*** Opening TEXT SEGMENT ***

Moroney added that Shell wants to evolve like the U.S. music industry. "We went from vinyl LPs and phonograph needles 20-30 years ago to now having our entire music collections in our smart phones," explained Moroney. "This is the mindset and capability we want to adopt for Shell's engineering and operations."
To achieve this level of sophisticated and hip asset management, Shell recently undertook its Well Reservoir Facility Management (WRFM) program, which is migrating the company from traditional, closed-loop decision making to an interrelated, four-part structure. These sections include: understanding the assets; knowing the risks and uncertainties of each; deciding how they need to be instrumented; and how to capture, store, analyze and consume date from them. Data generally take three forms: real-time operations, production system diagnostics, and asset performance analysis and optimization.
"We also have to be clear in our language," added Moroney. "So, alarms are operational notifications and require immediate action; alerts are engineering notifications that if completely manifested will cause equipment to go down and stop production; events are one or a combination of events that indicate a defined production anomaly; and services are steps we need to take to address alerts before they become issues. Services are built into standard operating procedures."

*** Closing TEXT SEGMENT ***

**WHAT TO DO:**
Output the passage on Shell's well and reservoir management program word for word, from its first sentence to its last.

*** Opening RECORDED INFORMATION ***

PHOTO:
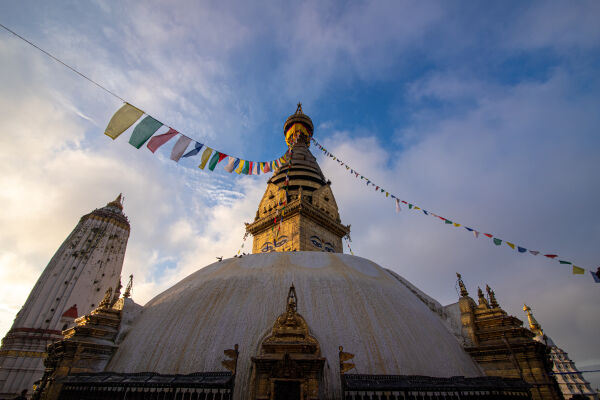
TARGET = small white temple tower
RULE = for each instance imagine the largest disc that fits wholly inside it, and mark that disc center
(74, 282)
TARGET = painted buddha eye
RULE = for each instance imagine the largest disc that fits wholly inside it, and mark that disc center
(267, 247)
(316, 242)
(282, 241)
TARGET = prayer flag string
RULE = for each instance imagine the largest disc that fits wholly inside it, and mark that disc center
(576, 270)
(146, 129)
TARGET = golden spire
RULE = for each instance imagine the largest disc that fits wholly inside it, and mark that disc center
(117, 291)
(118, 202)
(298, 125)
(482, 299)
(534, 326)
(463, 289)
(106, 301)
(492, 296)
(127, 293)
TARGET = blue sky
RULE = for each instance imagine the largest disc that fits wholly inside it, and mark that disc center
(486, 113)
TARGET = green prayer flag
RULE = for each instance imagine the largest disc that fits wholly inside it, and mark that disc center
(123, 119)
(143, 131)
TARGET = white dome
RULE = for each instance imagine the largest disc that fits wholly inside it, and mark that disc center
(345, 300)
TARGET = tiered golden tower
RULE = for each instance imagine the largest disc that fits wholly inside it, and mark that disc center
(298, 211)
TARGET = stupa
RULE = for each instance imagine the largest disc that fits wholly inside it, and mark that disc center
(297, 319)
(87, 263)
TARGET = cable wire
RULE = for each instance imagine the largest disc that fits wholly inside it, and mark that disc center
(64, 63)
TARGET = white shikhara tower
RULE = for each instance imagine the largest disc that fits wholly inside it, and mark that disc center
(87, 263)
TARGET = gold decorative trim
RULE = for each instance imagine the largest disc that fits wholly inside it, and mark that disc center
(18, 353)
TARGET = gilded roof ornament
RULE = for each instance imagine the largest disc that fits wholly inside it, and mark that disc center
(482, 299)
(117, 291)
(117, 203)
(303, 119)
(534, 326)
(463, 289)
(107, 300)
(127, 293)
(492, 296)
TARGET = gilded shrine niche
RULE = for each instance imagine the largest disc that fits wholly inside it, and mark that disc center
(290, 365)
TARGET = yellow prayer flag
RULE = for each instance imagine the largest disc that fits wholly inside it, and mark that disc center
(238, 170)
(122, 120)
(205, 157)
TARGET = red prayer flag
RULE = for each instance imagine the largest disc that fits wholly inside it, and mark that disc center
(158, 140)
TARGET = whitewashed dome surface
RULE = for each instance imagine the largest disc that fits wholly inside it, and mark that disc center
(345, 300)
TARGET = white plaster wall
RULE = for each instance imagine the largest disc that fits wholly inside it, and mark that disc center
(87, 263)
(346, 300)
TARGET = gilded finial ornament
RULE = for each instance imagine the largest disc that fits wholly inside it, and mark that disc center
(127, 293)
(231, 363)
(534, 326)
(106, 301)
(118, 202)
(463, 289)
(298, 125)
(492, 296)
(344, 366)
(482, 299)
(117, 292)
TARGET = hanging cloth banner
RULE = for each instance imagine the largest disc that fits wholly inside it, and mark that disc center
(194, 151)
(122, 120)
(240, 167)
(205, 157)
(231, 164)
(216, 158)
(411, 206)
(179, 148)
(159, 140)
(143, 131)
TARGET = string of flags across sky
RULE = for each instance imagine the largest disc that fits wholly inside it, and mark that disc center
(146, 129)
(411, 206)
(145, 132)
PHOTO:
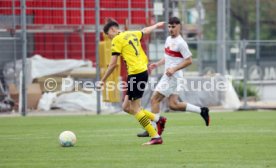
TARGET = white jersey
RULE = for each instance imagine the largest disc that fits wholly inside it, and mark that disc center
(176, 50)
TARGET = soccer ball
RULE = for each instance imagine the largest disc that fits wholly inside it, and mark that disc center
(67, 138)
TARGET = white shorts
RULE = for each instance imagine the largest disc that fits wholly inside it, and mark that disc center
(170, 85)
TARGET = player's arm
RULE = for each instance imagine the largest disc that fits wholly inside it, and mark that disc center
(112, 65)
(188, 61)
(148, 30)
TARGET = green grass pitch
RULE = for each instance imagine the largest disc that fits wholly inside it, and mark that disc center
(234, 140)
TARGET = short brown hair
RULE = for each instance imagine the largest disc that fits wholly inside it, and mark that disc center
(174, 20)
(109, 25)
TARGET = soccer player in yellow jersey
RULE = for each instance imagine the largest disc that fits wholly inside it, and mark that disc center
(127, 44)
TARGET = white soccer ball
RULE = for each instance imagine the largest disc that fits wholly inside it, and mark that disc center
(67, 138)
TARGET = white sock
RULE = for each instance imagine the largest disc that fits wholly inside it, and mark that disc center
(153, 123)
(156, 118)
(193, 108)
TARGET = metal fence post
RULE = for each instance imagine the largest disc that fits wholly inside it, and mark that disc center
(97, 9)
(245, 72)
(24, 59)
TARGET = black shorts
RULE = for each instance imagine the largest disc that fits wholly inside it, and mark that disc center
(136, 85)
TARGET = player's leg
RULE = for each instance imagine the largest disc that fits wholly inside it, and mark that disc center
(175, 104)
(136, 86)
(157, 121)
(138, 112)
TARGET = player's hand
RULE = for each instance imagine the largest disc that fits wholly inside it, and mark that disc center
(99, 84)
(152, 66)
(170, 71)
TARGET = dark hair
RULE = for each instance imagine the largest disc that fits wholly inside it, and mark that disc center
(174, 20)
(108, 25)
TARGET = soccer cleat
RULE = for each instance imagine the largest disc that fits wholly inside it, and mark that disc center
(154, 141)
(161, 125)
(205, 115)
(143, 134)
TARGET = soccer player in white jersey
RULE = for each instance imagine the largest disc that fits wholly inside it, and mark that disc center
(177, 57)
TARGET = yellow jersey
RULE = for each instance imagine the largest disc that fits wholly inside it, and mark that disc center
(128, 45)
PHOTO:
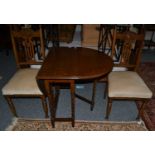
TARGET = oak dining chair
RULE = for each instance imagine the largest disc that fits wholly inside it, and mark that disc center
(127, 84)
(28, 59)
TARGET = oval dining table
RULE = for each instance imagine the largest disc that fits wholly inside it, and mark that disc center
(64, 65)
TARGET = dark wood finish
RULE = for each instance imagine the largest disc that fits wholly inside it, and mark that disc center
(68, 65)
(23, 42)
(75, 63)
(130, 54)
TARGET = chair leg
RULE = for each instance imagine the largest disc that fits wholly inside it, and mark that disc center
(72, 90)
(108, 109)
(45, 107)
(141, 110)
(11, 105)
(105, 90)
(93, 95)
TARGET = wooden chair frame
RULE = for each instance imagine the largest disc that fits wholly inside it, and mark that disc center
(24, 57)
(126, 61)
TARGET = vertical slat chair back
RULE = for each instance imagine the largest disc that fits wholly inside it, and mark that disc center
(126, 49)
(28, 46)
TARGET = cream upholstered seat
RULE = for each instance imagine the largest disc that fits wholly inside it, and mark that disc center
(129, 84)
(29, 53)
(23, 82)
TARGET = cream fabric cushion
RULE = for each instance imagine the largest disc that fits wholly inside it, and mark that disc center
(23, 82)
(127, 84)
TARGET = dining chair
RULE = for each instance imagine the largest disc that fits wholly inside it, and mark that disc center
(28, 60)
(127, 84)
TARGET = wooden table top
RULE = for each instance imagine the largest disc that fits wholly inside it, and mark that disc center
(74, 63)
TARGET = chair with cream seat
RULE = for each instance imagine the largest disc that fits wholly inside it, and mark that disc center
(23, 83)
(127, 84)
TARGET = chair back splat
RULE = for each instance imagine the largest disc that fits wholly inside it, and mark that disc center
(126, 49)
(127, 84)
(28, 49)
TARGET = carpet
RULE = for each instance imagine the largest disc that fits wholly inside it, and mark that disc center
(147, 72)
(20, 124)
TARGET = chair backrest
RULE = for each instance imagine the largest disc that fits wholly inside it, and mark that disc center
(126, 49)
(28, 46)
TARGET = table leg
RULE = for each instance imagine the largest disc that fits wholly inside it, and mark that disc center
(72, 90)
(51, 99)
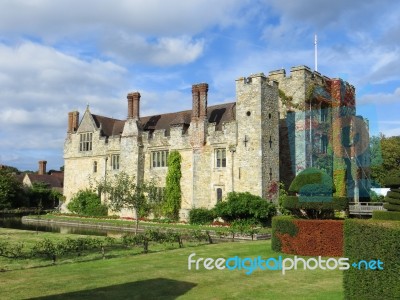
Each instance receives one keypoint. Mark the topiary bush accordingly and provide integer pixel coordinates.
(245, 206)
(201, 216)
(281, 225)
(321, 207)
(312, 182)
(87, 203)
(385, 215)
(372, 240)
(307, 237)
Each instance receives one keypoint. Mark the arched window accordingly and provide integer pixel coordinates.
(219, 195)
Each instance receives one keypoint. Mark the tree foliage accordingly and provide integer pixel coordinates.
(172, 202)
(11, 190)
(87, 203)
(124, 192)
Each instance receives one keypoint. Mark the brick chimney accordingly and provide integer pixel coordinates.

*** Closing RECORDED INFORMATION ***

**RESULT:**
Moroney added that Shell wants to evolve like the U.S. music industry. "We went from vinyl LPs and phonograph needles 20-30 years ago to now having our entire music collections in our smart phones," explained Moroney. "This is the mindset and capability we want to adopt for Shell's engineering and operations."
To achieve this level of sophisticated and hip asset management, Shell recently undertook its Well Reservoir Facility Management (WRFM) program, which is migrating the company from traditional, closed-loop decision making to an interrelated, four-part structure. These sections include: understanding the assets; knowing the risks and uncertainties of each; deciding how they need to be instrumented; and how to capture, store, analyze and consume date from them. Data generally take three forms: real-time operations, production system diagnostics, and asset performance analysis and optimization.
"We also have to be clear in our language," added Moroney. "So, alarms are operational notifications and require immediate action; alerts are engineering notifications that if completely manifested will cause equipment to go down and stop production; events are one or a combination of events that indicate a defined production anomaly; and services are steps we need to take to address alerts before they become issues. Services are built into standard operating procedures."